| AIM |
Count the lines of the listing below that contain the string "pazar", and reply with only that number.

| DATASET |

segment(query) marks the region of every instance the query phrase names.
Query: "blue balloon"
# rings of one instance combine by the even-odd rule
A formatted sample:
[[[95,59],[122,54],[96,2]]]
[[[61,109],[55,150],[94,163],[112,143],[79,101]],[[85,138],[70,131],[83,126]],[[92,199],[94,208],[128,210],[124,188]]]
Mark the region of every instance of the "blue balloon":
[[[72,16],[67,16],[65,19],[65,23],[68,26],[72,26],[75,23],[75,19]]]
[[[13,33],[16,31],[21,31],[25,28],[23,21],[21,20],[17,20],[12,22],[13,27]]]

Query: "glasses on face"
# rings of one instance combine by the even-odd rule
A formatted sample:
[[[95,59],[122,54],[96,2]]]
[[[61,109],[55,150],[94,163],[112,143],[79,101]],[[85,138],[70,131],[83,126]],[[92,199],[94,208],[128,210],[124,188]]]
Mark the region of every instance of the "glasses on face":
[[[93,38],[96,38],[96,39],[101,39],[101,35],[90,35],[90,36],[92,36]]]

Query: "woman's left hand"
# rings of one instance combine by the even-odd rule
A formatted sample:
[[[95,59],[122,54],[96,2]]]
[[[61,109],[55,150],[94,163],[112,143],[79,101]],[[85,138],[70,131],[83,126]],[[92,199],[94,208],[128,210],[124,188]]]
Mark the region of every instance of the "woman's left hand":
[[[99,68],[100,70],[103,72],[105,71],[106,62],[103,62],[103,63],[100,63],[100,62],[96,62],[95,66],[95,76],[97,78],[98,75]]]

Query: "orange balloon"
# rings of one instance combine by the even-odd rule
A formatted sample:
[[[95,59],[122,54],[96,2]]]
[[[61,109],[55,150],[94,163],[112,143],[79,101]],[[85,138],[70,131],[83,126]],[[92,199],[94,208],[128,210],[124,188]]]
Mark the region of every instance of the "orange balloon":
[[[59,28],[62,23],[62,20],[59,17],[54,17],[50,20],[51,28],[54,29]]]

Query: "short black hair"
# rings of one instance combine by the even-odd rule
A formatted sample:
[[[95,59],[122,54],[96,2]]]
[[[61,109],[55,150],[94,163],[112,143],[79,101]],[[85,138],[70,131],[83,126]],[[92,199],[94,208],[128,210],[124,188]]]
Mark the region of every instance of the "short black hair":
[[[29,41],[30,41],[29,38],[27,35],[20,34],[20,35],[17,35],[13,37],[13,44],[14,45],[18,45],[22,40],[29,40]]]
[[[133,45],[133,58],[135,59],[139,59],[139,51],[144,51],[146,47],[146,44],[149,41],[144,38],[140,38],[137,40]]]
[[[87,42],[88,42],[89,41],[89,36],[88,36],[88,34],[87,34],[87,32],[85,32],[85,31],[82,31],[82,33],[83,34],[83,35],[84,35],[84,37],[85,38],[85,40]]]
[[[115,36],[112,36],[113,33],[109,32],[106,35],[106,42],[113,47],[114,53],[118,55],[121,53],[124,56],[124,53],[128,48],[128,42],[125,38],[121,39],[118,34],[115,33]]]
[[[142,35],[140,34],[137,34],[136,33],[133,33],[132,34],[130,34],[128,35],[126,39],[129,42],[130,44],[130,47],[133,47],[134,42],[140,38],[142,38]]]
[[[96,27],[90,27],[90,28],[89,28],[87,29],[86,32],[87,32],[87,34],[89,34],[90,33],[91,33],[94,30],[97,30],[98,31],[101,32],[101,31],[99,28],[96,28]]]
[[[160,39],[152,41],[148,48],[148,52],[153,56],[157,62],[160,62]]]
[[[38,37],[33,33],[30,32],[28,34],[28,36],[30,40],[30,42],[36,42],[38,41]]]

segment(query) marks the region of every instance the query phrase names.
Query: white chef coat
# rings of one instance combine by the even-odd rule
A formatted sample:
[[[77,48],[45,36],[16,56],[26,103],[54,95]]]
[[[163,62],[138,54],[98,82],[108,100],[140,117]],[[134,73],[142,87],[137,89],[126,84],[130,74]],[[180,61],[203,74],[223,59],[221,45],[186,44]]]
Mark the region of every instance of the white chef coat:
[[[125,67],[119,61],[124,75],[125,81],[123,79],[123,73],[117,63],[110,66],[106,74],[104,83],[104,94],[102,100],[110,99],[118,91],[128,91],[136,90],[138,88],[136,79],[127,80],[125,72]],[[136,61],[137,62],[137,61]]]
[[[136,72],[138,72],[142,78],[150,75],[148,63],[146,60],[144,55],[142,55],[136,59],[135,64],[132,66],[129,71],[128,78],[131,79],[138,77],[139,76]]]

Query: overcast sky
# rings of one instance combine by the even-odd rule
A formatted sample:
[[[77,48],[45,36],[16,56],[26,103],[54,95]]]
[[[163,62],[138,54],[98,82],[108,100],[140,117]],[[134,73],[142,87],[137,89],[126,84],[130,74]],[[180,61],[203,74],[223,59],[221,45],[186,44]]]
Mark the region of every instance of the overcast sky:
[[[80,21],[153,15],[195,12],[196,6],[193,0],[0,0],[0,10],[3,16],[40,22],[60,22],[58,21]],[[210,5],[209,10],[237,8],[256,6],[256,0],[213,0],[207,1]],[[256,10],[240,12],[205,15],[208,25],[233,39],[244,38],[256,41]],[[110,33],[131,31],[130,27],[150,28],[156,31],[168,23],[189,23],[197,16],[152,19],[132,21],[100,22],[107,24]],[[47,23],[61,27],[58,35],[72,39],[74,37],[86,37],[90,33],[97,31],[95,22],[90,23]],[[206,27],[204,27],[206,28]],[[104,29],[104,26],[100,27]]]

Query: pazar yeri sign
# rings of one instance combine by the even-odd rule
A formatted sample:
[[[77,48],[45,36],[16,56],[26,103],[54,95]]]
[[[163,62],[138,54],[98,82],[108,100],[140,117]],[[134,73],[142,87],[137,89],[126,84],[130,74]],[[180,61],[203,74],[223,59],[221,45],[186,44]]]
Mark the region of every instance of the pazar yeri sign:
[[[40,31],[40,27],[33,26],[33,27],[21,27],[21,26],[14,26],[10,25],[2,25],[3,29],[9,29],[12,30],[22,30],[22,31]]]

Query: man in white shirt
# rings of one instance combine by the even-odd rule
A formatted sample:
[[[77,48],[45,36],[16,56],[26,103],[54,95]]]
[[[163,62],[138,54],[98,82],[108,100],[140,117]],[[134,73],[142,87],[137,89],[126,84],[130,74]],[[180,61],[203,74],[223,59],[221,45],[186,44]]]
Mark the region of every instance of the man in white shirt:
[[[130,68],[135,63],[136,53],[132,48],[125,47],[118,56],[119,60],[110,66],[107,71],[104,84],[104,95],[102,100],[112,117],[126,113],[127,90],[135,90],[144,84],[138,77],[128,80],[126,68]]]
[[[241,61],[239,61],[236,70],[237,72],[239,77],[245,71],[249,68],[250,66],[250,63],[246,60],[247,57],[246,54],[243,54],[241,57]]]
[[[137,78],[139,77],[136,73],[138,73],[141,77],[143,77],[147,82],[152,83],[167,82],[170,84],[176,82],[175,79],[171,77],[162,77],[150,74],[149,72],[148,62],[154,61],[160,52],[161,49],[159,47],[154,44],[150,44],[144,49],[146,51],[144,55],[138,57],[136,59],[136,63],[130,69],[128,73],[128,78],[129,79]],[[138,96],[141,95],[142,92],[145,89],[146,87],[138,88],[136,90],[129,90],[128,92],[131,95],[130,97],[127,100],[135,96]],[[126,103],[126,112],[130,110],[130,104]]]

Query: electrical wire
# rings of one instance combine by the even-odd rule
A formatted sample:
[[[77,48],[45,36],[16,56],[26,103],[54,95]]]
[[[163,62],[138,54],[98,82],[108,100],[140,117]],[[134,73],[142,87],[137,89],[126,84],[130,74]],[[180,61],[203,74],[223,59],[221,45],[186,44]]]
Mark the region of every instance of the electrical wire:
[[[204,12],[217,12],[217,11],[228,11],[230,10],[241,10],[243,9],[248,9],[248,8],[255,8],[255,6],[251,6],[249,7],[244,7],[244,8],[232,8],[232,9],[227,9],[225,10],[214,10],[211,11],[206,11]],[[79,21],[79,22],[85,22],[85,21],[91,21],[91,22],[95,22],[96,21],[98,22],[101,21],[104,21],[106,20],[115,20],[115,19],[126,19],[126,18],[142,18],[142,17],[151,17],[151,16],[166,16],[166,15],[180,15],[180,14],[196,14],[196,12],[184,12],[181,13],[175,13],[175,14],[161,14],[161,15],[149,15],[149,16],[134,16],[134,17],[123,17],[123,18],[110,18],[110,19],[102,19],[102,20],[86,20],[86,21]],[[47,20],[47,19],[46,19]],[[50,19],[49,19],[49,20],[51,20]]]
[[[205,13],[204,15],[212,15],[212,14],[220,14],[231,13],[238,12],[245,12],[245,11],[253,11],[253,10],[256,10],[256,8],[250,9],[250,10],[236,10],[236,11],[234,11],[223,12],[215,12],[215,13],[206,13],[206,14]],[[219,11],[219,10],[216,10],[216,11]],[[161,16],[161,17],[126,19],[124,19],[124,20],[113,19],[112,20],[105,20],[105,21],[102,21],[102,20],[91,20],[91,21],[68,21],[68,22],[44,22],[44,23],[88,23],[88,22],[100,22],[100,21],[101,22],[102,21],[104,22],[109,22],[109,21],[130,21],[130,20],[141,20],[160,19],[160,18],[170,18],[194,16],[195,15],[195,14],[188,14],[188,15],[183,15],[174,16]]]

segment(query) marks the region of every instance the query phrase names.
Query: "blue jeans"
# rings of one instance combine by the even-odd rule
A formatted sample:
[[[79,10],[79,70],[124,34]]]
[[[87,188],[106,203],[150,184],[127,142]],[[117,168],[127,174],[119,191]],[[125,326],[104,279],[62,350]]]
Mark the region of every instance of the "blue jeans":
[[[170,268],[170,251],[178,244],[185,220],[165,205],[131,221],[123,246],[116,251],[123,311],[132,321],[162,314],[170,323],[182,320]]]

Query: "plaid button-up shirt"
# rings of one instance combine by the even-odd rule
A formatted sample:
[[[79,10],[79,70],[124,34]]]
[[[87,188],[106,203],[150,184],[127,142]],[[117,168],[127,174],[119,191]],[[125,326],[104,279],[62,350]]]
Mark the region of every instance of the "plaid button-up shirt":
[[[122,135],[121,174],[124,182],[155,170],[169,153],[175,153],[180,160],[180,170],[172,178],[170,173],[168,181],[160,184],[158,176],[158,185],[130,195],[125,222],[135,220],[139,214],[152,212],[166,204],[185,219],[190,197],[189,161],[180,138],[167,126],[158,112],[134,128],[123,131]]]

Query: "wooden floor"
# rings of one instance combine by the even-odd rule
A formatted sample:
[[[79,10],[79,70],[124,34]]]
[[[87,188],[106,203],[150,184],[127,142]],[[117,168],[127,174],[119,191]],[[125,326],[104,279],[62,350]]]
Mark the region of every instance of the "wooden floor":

| PROBLEM SOLUTION |
2